**Given text**
2.0 KiB
2.0 KiB
Design
Overview PolyScribe is a CLI that orchestrates:
- CLI parsing and I/O (main.rs)
- Core library (lib.rs) exposing reusable logic
- Backends for transcription (backend.rs) that bind to whisper-rs
- Model management (models.rs) that discovers/downloads/verifies models
Data flow
- CLI collects inputs (media or JSON), options (merge, speaker names, language, GPU backend), and output path.
- For media, audio is extracted via ffmpeg to PCM f32 in-memory.
- A Whisper model is selected (env var override, last-used, interactive download, or non-interactive default).
- The selected backend performs transcription via whisper-rs producing segments.
- Segments are merged/organized and written to JSON and SRT as requested.
Key decisions
- Local-first: default to local models in ./models (debug) or XDG data dir (release) for predictable behavior.
- Whisper model selection: last-used cache (.last_model) provides stable default across runs.
- Non-interactive mode: avoid prompts for CI; download a sensible default if needed.
- Logging: simple macros (elog!/wlog!/ilog!/dlog!) with quiet/verbose controls; stderr used for diagnostics.
- GPU selection: runtime auto-detect with compile-time feature gates per backend.
Model discovery & verification (conceptual)
- Remote model list pulled from Hugging Face repositories.
- For each model entry we track name, size, and optionally SHA-256.
- Downloads verify size and hash when available; updates compare local files against the manifest.
- Best local model is chosen based on reasonable heuristics (e.g., prefer larger quantized variants when available) to balance quality and speed.
Extensibility
- New backends: implement TranscribeBackend and add selection wiring in select_backend.
- New model sources: extend models.rs to read additional manifests or repositories.
- Packaging: respect XDG_DATA_HOME/HOME; allow POLYSCRIBE_MODELS_DIR override; avoid hard-coding system paths.
Binary naming and CLI surface
- Binary is
polyscribe
. - Keep CLI flags stable and documented; add new flags conservatively.

**What is needed**
In the PolyScribe design notes, what tool extracts audio from media inputs, and into what format?

**Extracted information**
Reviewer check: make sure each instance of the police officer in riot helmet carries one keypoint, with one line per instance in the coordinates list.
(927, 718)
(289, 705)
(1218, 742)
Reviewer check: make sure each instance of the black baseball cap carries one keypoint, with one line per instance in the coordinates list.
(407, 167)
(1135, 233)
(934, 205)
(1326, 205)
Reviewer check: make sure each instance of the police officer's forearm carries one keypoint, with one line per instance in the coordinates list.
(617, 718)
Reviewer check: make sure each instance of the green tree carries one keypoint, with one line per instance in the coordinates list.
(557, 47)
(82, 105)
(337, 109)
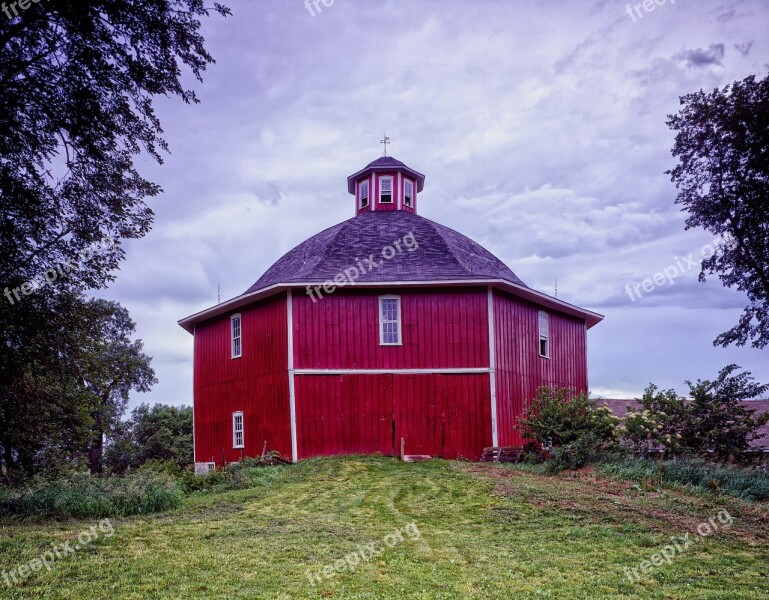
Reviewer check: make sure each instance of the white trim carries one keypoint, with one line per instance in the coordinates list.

**Response for this exercise**
ffmpeg extracts the audio to in-memory PCM f32.